[[ Supplied text open ]]

Table of Contents
In this article, we define the various methods of therapy which we have done a comparative study on.
2. Definition of Allopathy
Allopathy or Allopathic medicine is defined as the treatment of disease using conventional, evidence-based medical therapies, as opposed to the use of alternative medicine or non-conventional therapies. The term was coined in 1842 by C.F.S. Hahnemann to distinguish the usual practice of medicine from Homeopathy, the system of therapy that he founded.
3. Definition of Yunani (Unani) medicine
This is a term used to refer to Graeco-Arabic medicine based on the teachings of Hippocrates, Galen, and Avicenna. It is based on the four humours: Phlegm (Balgham), Blood (Dam), Yellow bile (Safra) and Black bile (Sauda). It is heavily influenced by Islam.
4. Definition of Acupressure
Acupressure is a technique in which physical pressure is applied to specific points by hand, elbow, or various devices to improve health and well-being. There are about 1,100 acupressure points in the body that relate to specific parts and organs of the body. Acupressure points used in treatment may or may not be in the same area of the body as the targeted symptom. By applying pressure on the specific acupressure points, the imbalance in the energy flow to that particular part or organ is modified. In this therapy, no medicine or surgery is involved.

[[ Supplied text closed ]]

[Activities]
1: Output the stretch of the therapy definitions from "2. Definition of" through "that he founded.", word for word.
2: Answer these questions from the therapy definitions.
(a) In what year was the term for allopathic medicine coined?
(b) Which four humours is Unani medicine based on?
(c) About how many acupressure points are there in the body?

[[ Recorded data open ]]

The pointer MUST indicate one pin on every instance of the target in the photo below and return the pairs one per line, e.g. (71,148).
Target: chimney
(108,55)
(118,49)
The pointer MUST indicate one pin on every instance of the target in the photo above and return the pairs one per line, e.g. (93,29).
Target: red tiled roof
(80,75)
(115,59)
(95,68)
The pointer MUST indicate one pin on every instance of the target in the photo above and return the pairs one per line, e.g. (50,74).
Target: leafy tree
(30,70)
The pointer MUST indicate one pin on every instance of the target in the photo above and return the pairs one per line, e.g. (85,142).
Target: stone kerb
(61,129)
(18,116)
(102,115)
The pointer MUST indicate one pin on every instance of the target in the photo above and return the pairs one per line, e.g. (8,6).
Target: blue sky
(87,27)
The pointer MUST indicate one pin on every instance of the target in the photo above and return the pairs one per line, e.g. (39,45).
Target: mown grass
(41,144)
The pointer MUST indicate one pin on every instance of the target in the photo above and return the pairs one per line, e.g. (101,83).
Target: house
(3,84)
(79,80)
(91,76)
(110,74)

[[ Recorded data closed ]]
[[ Recorded data open ]]

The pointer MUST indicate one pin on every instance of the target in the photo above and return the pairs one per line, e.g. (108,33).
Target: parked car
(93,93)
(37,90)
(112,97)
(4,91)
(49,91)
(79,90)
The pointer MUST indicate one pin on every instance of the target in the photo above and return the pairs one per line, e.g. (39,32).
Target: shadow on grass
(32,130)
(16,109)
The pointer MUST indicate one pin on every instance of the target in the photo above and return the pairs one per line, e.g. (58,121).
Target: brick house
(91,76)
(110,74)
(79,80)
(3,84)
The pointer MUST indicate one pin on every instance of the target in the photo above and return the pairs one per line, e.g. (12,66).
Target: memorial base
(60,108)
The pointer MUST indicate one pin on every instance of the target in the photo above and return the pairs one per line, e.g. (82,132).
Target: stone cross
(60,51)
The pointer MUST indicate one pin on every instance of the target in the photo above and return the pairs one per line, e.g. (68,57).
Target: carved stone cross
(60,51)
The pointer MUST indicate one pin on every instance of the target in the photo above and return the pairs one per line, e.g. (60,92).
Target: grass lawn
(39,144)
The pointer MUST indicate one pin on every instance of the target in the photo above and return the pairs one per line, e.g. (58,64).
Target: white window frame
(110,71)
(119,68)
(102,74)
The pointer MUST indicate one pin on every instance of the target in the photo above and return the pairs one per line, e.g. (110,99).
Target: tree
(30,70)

[[ Recorded data closed ]]

[Answers to the problems]
1:
2. Definition of Allopathy
Allopathy or Allopathic medicine is defined as the treatment of disease using conventional, evidence-based medical therapies, as opposed to the use of alternative medicine or non-conventional therapies. The term was coined in 1842 by C.F.S. Hahnemann to distinguish the usual practice of medicine from Homeopathy, the system of therapy that he founded.

2:
(a) 1842
(b) Phlegm (Balgham), Blood (Dam), Yellow bile (Safra) and Black bile (Sauda)
(c) About 1,100